■ Task requirements: Rewrite the data below as a numbered list, one line per item, and skip any blank lines. Don't include the pictures in your answer.

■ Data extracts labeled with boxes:
>> START

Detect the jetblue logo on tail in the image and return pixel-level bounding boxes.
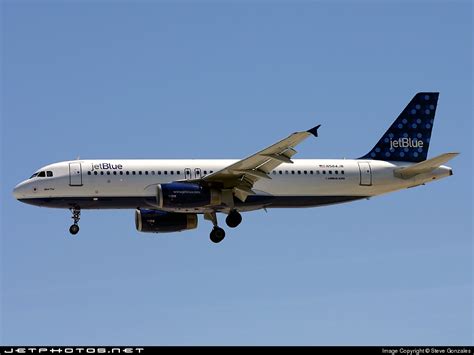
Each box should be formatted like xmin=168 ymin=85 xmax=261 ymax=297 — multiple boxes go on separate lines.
xmin=361 ymin=92 xmax=439 ymax=163
xmin=390 ymin=138 xmax=423 ymax=149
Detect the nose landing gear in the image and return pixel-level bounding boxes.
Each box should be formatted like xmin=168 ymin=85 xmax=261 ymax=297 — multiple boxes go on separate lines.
xmin=69 ymin=207 xmax=81 ymax=235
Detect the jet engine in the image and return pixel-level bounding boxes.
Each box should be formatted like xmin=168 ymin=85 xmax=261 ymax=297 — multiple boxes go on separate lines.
xmin=156 ymin=182 xmax=222 ymax=208
xmin=135 ymin=209 xmax=197 ymax=233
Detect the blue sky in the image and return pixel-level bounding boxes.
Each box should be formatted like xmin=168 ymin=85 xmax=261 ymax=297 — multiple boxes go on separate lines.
xmin=0 ymin=1 xmax=473 ymax=345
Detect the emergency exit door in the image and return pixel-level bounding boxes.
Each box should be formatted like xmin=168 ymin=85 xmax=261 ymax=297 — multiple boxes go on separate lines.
xmin=359 ymin=163 xmax=372 ymax=186
xmin=69 ymin=163 xmax=82 ymax=186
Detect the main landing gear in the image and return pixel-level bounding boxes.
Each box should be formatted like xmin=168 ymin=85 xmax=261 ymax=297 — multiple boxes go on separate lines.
xmin=204 ymin=210 xmax=242 ymax=243
xmin=69 ymin=207 xmax=81 ymax=235
xmin=225 ymin=210 xmax=242 ymax=228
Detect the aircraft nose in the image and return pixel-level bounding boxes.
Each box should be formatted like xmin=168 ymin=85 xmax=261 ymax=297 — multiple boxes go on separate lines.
xmin=13 ymin=181 xmax=27 ymax=200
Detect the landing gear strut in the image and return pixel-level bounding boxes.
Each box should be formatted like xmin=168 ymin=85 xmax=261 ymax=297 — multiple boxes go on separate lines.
xmin=205 ymin=212 xmax=225 ymax=243
xmin=69 ymin=207 xmax=81 ymax=235
xmin=225 ymin=210 xmax=242 ymax=228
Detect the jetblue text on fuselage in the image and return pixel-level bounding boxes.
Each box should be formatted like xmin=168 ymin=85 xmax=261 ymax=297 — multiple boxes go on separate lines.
xmin=390 ymin=138 xmax=423 ymax=149
xmin=91 ymin=163 xmax=123 ymax=171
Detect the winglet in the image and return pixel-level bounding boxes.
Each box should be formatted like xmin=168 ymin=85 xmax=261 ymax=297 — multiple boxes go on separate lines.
xmin=306 ymin=124 xmax=321 ymax=137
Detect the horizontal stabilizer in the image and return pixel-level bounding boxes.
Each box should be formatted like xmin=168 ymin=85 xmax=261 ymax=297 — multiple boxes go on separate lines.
xmin=393 ymin=153 xmax=459 ymax=179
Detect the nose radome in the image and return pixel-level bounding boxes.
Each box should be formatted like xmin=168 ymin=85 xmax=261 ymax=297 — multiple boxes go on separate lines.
xmin=13 ymin=181 xmax=26 ymax=200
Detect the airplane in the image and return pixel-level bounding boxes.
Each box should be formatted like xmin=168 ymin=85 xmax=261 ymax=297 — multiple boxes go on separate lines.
xmin=13 ymin=92 xmax=459 ymax=243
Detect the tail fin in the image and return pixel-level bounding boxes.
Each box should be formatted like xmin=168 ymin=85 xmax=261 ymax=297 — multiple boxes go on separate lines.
xmin=359 ymin=92 xmax=439 ymax=163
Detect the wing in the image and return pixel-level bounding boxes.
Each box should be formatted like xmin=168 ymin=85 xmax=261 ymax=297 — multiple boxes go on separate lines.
xmin=202 ymin=125 xmax=321 ymax=202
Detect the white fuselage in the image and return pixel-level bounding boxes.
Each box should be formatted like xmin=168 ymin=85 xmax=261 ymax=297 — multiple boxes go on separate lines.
xmin=14 ymin=159 xmax=452 ymax=213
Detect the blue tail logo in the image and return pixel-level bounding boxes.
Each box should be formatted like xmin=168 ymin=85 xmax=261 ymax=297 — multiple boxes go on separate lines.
xmin=359 ymin=92 xmax=439 ymax=163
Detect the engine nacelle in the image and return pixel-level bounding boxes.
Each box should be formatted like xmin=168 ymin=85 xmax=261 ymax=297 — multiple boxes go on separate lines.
xmin=135 ymin=209 xmax=197 ymax=233
xmin=156 ymin=182 xmax=222 ymax=208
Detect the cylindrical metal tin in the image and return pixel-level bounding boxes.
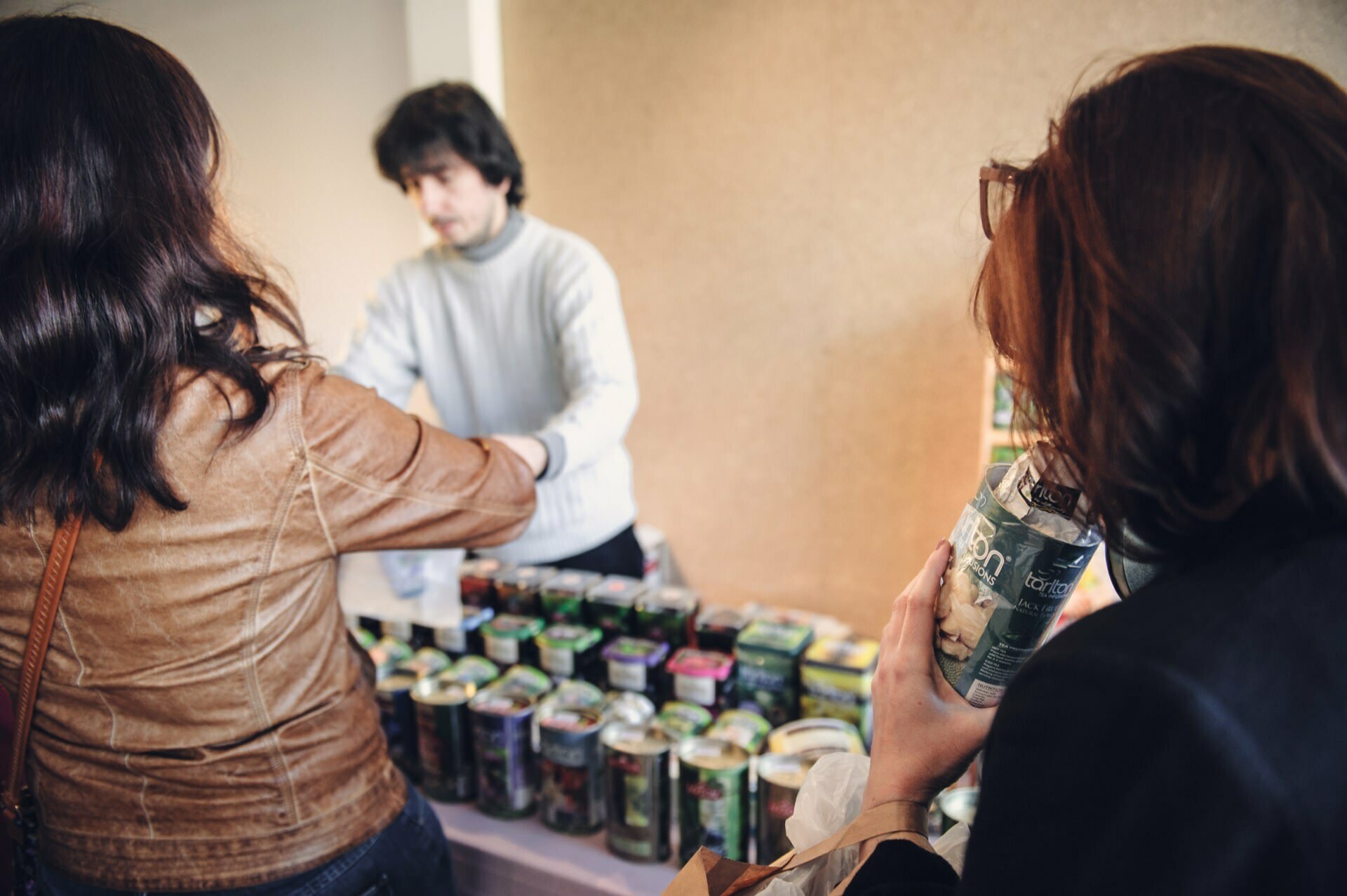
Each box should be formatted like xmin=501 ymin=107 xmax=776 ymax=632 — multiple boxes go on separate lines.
xmin=375 ymin=672 xmax=419 ymax=779
xmin=482 ymin=613 xmax=543 ymax=666
xmin=539 ymin=570 xmax=603 ymax=625
xmin=601 ymin=723 xmax=674 ymax=862
xmin=413 ymin=675 xmax=477 ymax=803
xmin=467 ymin=687 xmax=537 ymax=818
xmin=756 ymin=754 xmax=815 ymax=865
xmin=678 ymin=737 xmax=751 ymax=864
xmin=539 ymin=703 xmax=603 ymax=834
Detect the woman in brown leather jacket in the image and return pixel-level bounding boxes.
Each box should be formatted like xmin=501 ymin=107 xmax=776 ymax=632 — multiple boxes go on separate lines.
xmin=0 ymin=16 xmax=536 ymax=893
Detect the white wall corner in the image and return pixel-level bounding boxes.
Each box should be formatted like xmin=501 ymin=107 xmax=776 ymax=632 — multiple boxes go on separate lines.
xmin=406 ymin=0 xmax=505 ymax=119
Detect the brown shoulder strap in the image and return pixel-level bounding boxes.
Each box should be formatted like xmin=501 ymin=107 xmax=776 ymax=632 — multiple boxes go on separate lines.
xmin=4 ymin=515 xmax=83 ymax=820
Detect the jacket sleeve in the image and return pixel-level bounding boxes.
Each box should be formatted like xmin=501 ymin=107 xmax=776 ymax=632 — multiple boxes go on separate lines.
xmin=847 ymin=651 xmax=1312 ymax=896
xmin=295 ymin=365 xmax=533 ymax=552
xmin=333 ymin=272 xmax=420 ymax=407
xmin=533 ymin=246 xmax=640 ymax=480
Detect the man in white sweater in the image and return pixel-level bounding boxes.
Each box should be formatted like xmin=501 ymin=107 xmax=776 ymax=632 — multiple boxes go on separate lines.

>> END

■ In response:
1. Detect the jetblue logo on tail in the image and return pixel-level bounding boxes.
2. Each box should be formatted like xmin=168 ymin=85 xmax=261 ymax=297 — multiple boxes go on separate lines.
3. xmin=361 ymin=92 xmax=439 ymax=163
4. xmin=390 ymin=138 xmax=423 ymax=149
5. Detect the nose landing gear in the image and return pixel-level bounding boxes.
6. Each box should be formatted like xmin=168 ymin=85 xmax=261 ymax=297 — multiple boxes go on separate lines.
7. xmin=69 ymin=207 xmax=81 ymax=235
8. Detect the jet engine in the image and return pixel-level bounding boxes.
9. Each box should be formatted like xmin=168 ymin=85 xmax=261 ymax=297 — multiple boxes go on separate lines.
10. xmin=156 ymin=182 xmax=222 ymax=208
11. xmin=135 ymin=209 xmax=197 ymax=233
12. Detect the blue sky in the image and return pixel-level bounding boxes.
13. Each box should be formatted like xmin=168 ymin=85 xmax=261 ymax=297 — multiple boxes go on separate lines.
14. xmin=0 ymin=1 xmax=473 ymax=345
15. Detect the emergency exit door in the image and return pixel-level bounding boxes.
16. Each box should be formatted like xmin=168 ymin=85 xmax=261 ymax=297 — multiple boxes go on separate lines.
17. xmin=359 ymin=163 xmax=372 ymax=186
18. xmin=69 ymin=163 xmax=82 ymax=186
19. Detect the main landing gear in the image and return pixel-level bounding boxes.
20. Each box should be formatted like xmin=168 ymin=85 xmax=261 ymax=297 — multiple boxes go on separate lines.
21. xmin=204 ymin=210 xmax=242 ymax=243
22. xmin=69 ymin=207 xmax=81 ymax=235
23. xmin=225 ymin=210 xmax=242 ymax=228
24. Detect the aircraft nose in the image and return pixel-level bounding boxes.
25. Each box should be formatted like xmin=168 ymin=85 xmax=261 ymax=297 — multiple boxes go on separate lines.
26. xmin=13 ymin=181 xmax=27 ymax=200
27. Detect the landing gear strut in the image and return pixel-level bounding boxes.
28. Each box should be formatted like xmin=168 ymin=85 xmax=261 ymax=297 — multiple boxes go on separate lines.
29. xmin=205 ymin=212 xmax=225 ymax=243
30. xmin=69 ymin=207 xmax=81 ymax=235
31. xmin=225 ymin=210 xmax=242 ymax=228
32. Detect the jetblue text on fuselage in the image and return pixel-level bounding boxes.
33. Each box should be formatted like xmin=168 ymin=85 xmax=261 ymax=297 — multiple boxes go on separate lines.
34. xmin=390 ymin=138 xmax=423 ymax=149
35. xmin=91 ymin=163 xmax=123 ymax=171
36. Detect the winglet in the image and return pixel-level bounding boxes.
37. Each box should be formatted like xmin=168 ymin=85 xmax=261 ymax=297 — multiple boxes go on separate lines.
38. xmin=306 ymin=124 xmax=321 ymax=137
39. Detect the horizontal stabilizer in the image and return pixel-level bounding boxes.
40. Each box should be formatted like xmin=168 ymin=85 xmax=261 ymax=297 — multiple boxes go on separate lines.
41. xmin=393 ymin=153 xmax=459 ymax=179
42. Detect the nose radome in the image and return pixel-level bounding boxes.
43. Each box should be formatted like xmin=168 ymin=85 xmax=261 ymax=297 — multiple boxes go on separate lines.
44. xmin=13 ymin=181 xmax=26 ymax=200
45. Detect the airplane in the image and return pixel-level bounding boxes.
46. Each box should be formatted like xmin=168 ymin=85 xmax=261 ymax=297 — multiple boxes go on separate lines.
47. xmin=13 ymin=92 xmax=459 ymax=243
48. Detect the tail fin in the image and return pixel-level bounding boxes.
49. Each box should be formatted like xmin=168 ymin=85 xmax=261 ymax=297 — multiple boxes go on separate lines.
50. xmin=359 ymin=92 xmax=439 ymax=163
51. Detect the wing in the image and return pixel-level bounding boxes.
52. Each box should be formatted like xmin=168 ymin=85 xmax=261 ymax=297 — multiple boxes go on separate lines.
53. xmin=202 ymin=125 xmax=321 ymax=202
54. Detect the white fuselage in the image and return pixel-level bounding boxes.
55. Each box should be formatted like xmin=168 ymin=85 xmax=261 ymax=297 — multiple boxes go on separate lines.
56. xmin=14 ymin=159 xmax=452 ymax=213
57. Detect the blue tail logo in the image and return pixel-level bounding boxes.
58. Each box should be formatted like xmin=168 ymin=85 xmax=261 ymax=297 — multiple boxes go on separate lines.
59. xmin=359 ymin=92 xmax=439 ymax=163
60. Detect the engine nacelle in the image and return pixel-level bounding boxes.
61. Each box should be formatted like xmin=168 ymin=85 xmax=261 ymax=297 — multiple boxes go on separate lines.
62. xmin=135 ymin=209 xmax=197 ymax=233
63. xmin=156 ymin=182 xmax=222 ymax=208
64. Detect the cylindrical metal tin in the image and return pixel-level bounding boxes.
65. Each box should be formatted like xmin=501 ymin=107 xmax=776 ymax=632 — multiple boxes go on separate lines.
66. xmin=375 ymin=672 xmax=419 ymax=779
67. xmin=482 ymin=613 xmax=543 ymax=666
68. xmin=539 ymin=570 xmax=603 ymax=625
69. xmin=601 ymin=723 xmax=674 ymax=862
70. xmin=413 ymin=675 xmax=477 ymax=803
71. xmin=467 ymin=687 xmax=537 ymax=818
72. xmin=756 ymin=754 xmax=815 ymax=865
73. xmin=678 ymin=737 xmax=751 ymax=864
74. xmin=539 ymin=703 xmax=603 ymax=834
75. Detect the woman in brown leather jacket in the image and return pixel-level bounding boxes.
76. Each box should be formatted like xmin=501 ymin=107 xmax=776 ymax=632 — multiple boxes go on separate lines.
77. xmin=0 ymin=16 xmax=536 ymax=893
78. Detect the white wall corner in the image and return pixel-level bounding boxes.
79. Each box should be formatted like xmin=501 ymin=107 xmax=776 ymax=632 — multiple boxes go on separate lines.
80. xmin=406 ymin=0 xmax=505 ymax=119
81. Detect the brown shoulder strap in the image and return pixel-level bounding boxes.
82. Each box should be formatted like xmin=501 ymin=107 xmax=776 ymax=632 — multiple boxes go on separate lines.
83. xmin=4 ymin=515 xmax=83 ymax=820
84. Detect the jacket sleeve in the image and return pixel-level bounding boxes.
85. Each box should be formatted like xmin=501 ymin=107 xmax=776 ymax=632 — multiple boxes go on separate lines.
86. xmin=847 ymin=651 xmax=1312 ymax=896
87. xmin=295 ymin=365 xmax=533 ymax=552
88. xmin=333 ymin=272 xmax=420 ymax=407
89. xmin=533 ymin=246 xmax=640 ymax=480
90. Detect the man in white sweater in the image and return pixel-level bounding boxes.
91. Each box should be formatted like xmin=501 ymin=107 xmax=776 ymax=632 — multiple boxes go on separate lines.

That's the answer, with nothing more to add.